===== Exercise material =====

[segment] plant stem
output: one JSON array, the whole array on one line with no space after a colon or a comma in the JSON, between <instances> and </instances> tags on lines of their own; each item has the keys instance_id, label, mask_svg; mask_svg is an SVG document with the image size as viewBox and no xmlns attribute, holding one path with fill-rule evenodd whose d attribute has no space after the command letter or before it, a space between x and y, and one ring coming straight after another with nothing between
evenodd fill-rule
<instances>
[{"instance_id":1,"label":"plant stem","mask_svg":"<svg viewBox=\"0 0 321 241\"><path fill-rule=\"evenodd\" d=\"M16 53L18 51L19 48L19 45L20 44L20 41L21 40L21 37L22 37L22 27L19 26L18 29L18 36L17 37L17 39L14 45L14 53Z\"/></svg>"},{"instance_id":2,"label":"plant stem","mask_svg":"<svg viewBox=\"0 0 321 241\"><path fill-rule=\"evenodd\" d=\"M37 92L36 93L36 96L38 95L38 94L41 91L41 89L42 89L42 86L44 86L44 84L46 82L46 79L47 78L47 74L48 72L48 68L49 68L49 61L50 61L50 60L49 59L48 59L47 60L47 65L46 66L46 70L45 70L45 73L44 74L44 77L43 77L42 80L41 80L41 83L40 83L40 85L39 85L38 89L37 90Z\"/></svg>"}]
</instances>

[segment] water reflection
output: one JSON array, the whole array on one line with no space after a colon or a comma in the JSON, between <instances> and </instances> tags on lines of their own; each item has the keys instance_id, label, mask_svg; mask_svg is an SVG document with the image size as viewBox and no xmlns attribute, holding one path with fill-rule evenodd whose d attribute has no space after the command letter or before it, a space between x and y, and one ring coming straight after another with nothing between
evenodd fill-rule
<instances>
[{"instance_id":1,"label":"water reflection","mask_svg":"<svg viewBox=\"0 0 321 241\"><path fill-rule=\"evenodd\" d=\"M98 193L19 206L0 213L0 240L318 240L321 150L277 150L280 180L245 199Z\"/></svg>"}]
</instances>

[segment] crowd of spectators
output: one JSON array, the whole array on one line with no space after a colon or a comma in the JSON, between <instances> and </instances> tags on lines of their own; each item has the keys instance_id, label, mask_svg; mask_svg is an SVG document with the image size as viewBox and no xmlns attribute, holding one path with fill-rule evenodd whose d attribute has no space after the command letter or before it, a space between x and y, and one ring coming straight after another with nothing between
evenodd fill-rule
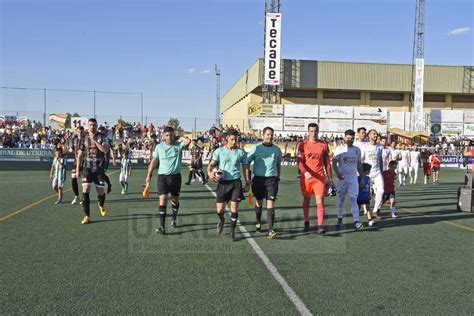
<instances>
[{"instance_id":1,"label":"crowd of spectators","mask_svg":"<svg viewBox=\"0 0 474 316\"><path fill-rule=\"evenodd\" d=\"M155 126L153 123L142 126L140 123L119 122L111 125L107 122L101 125L102 130L112 140L114 145L125 144L130 149L146 149L155 139L161 141L164 126ZM198 143L219 144L223 142L224 135L229 129L239 132L241 144L262 141L261 132L243 132L238 125L213 125L208 131L193 134ZM28 149L54 149L57 146L67 146L74 137L74 131L65 128L43 127L40 122L0 121L0 148L28 148ZM306 134L276 134L276 143L299 143L306 139ZM152 139L153 138L153 139ZM322 134L320 138L330 146L338 146L343 142L343 136L337 134ZM463 137L431 136L428 147L435 148L441 155L460 155L463 151Z\"/></svg>"}]
</instances>

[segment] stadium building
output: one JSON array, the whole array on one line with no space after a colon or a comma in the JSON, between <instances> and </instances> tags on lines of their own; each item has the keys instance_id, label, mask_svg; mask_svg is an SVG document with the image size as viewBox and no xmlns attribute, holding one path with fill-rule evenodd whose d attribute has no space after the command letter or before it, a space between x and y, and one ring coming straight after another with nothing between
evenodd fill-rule
<instances>
[{"instance_id":1,"label":"stadium building","mask_svg":"<svg viewBox=\"0 0 474 316\"><path fill-rule=\"evenodd\" d=\"M344 119L337 113L336 116L331 116L335 113L334 108L352 107L352 114L349 114L352 119L363 118L360 115L364 114L359 113L358 108L382 108L388 113L385 117L387 127L409 129L409 112L414 112L411 102L412 65L284 59L281 61L283 92L279 93L279 100L276 102L284 106L262 105L263 67L263 59L258 59L223 96L221 113L224 124L237 124L245 130L276 124L276 130L296 131L298 128L294 125L298 125L295 121L297 118L301 125L304 125L303 118L316 115L320 120ZM298 105L298 109L292 108L292 105ZM311 114L311 105L319 105L319 112ZM327 106L331 106L333 110L330 111ZM473 66L425 65L424 111L428 120L427 128L431 124L432 110L450 114L450 118L445 115L440 123L447 119L447 122L458 123L457 127L453 125L452 128L462 129L462 124L465 123L462 117L466 112L464 110L473 109ZM296 122L293 126L292 123L285 122L289 112L292 113L293 123ZM367 115L373 119L370 113ZM458 118L459 115L461 119ZM349 124L346 123L339 124L341 126L335 132L348 127ZM328 129L330 131L337 128Z\"/></svg>"}]
</instances>

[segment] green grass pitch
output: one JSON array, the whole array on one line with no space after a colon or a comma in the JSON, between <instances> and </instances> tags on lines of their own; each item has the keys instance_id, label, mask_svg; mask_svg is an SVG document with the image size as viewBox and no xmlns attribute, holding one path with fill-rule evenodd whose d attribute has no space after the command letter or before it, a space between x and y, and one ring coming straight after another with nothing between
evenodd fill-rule
<instances>
[{"instance_id":1,"label":"green grass pitch","mask_svg":"<svg viewBox=\"0 0 474 316\"><path fill-rule=\"evenodd\" d=\"M230 241L228 217L217 235L214 198L200 183L183 184L180 226L168 220L161 236L157 194L141 195L144 169L132 171L126 195L118 173L111 175L107 217L91 194L90 225L80 224L81 206L69 204L69 172L66 203L54 205L49 166L3 163L0 170L0 218L24 209L0 221L1 314L298 313L244 236ZM318 236L302 232L296 168L283 167L280 238L255 231L247 200L239 220L313 314L471 314L474 214L456 211L463 171L442 169L440 180L397 188L401 217L389 218L385 206L377 230L354 232L348 207L347 228L336 230L336 198L326 198L328 231Z\"/></svg>"}]
</instances>

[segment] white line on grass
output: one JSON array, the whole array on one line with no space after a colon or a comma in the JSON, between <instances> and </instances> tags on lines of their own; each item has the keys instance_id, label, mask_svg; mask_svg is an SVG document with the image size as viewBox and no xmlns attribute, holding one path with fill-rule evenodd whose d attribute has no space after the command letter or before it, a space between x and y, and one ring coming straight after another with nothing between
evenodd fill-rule
<instances>
[{"instance_id":1,"label":"white line on grass","mask_svg":"<svg viewBox=\"0 0 474 316\"><path fill-rule=\"evenodd\" d=\"M206 188L216 197L216 193L212 190L212 188L206 184ZM226 209L227 213L230 215L230 212L228 209ZM295 305L296 309L298 312L300 312L301 315L313 315L311 311L306 307L306 305L303 303L301 298L296 294L296 292L288 285L286 280L282 277L280 272L278 272L277 268L275 265L268 259L267 255L263 252L262 248L257 244L257 242L251 238L249 232L245 227L240 223L240 221L237 221L237 226L239 227L240 232L245 236L245 240L248 241L250 246L253 248L257 256L262 260L263 264L265 267L267 267L267 270L272 274L272 276L275 278L275 280L281 285L283 288L283 291L285 291L286 296L290 299L290 301Z\"/></svg>"}]
</instances>

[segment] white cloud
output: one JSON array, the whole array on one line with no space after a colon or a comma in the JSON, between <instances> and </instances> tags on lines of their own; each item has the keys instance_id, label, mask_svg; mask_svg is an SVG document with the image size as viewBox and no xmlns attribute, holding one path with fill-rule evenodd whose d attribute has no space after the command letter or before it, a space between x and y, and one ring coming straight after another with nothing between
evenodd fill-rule
<instances>
[{"instance_id":1,"label":"white cloud","mask_svg":"<svg viewBox=\"0 0 474 316\"><path fill-rule=\"evenodd\" d=\"M461 28L458 28L458 29L454 29L454 30L451 30L449 31L448 35L461 35L461 34L464 34L464 33L468 33L468 32L471 32L472 29L470 27L461 27Z\"/></svg>"}]
</instances>

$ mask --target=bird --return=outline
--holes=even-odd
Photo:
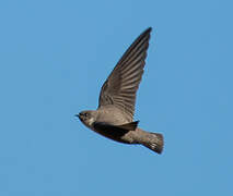
[[[103,84],[96,110],[75,114],[92,131],[115,142],[142,145],[162,154],[164,139],[161,133],[138,127],[133,121],[137,90],[145,65],[152,27],[142,32],[123,54]]]

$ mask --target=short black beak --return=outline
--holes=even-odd
[[[74,117],[78,117],[78,118],[80,118],[80,114],[75,114]]]

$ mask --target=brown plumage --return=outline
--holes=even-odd
[[[78,114],[84,125],[125,144],[141,144],[161,154],[163,136],[145,132],[133,122],[136,95],[143,74],[150,33],[145,29],[128,48],[101,89],[97,110]]]

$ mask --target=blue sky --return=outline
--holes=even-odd
[[[231,1],[1,1],[0,195],[233,194]],[[163,155],[74,118],[152,26],[136,120]]]

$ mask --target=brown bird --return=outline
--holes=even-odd
[[[101,89],[97,110],[77,114],[94,132],[125,144],[141,144],[161,154],[163,135],[145,132],[133,122],[136,94],[143,74],[150,33],[145,29],[128,48]]]

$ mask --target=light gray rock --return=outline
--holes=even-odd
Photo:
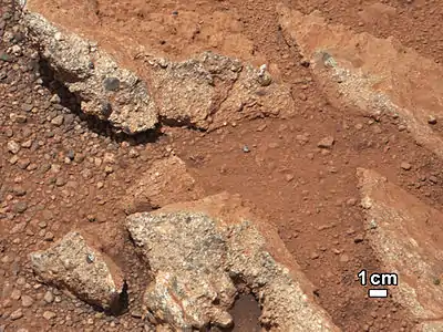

=====

Exercise:
Lay out the stretch of the records from the line containing "--target=blue sky --return=outline" through the end of the records as a Markdown table with the columns Row and Line, where Row numbers each line and Line holds its text, leaving out blank lines and pictures.

Worked answer:
| Row | Line |
|---|---|
| 1 | $ mask --target=blue sky --return=outline |
| 2 | --holes=even-odd |
| 3 | [[[231,1],[1,1],[0,195],[233,194]],[[163,155],[74,118],[152,26],[136,120]]] |
| 4 | $ mask --target=brown bird --return=outline |
| 5 | --holes=even-odd |
| 6 | [[[101,89],[97,110],[77,114],[94,132],[125,144],[141,144],[161,154],[163,135],[145,132],[133,122],[136,94],[143,74],[150,33],[145,29],[128,48]]] |
| 7 | $ mask --target=light gray rock --return=outline |
| 8 | --holes=even-odd |
| 9 | Photo: |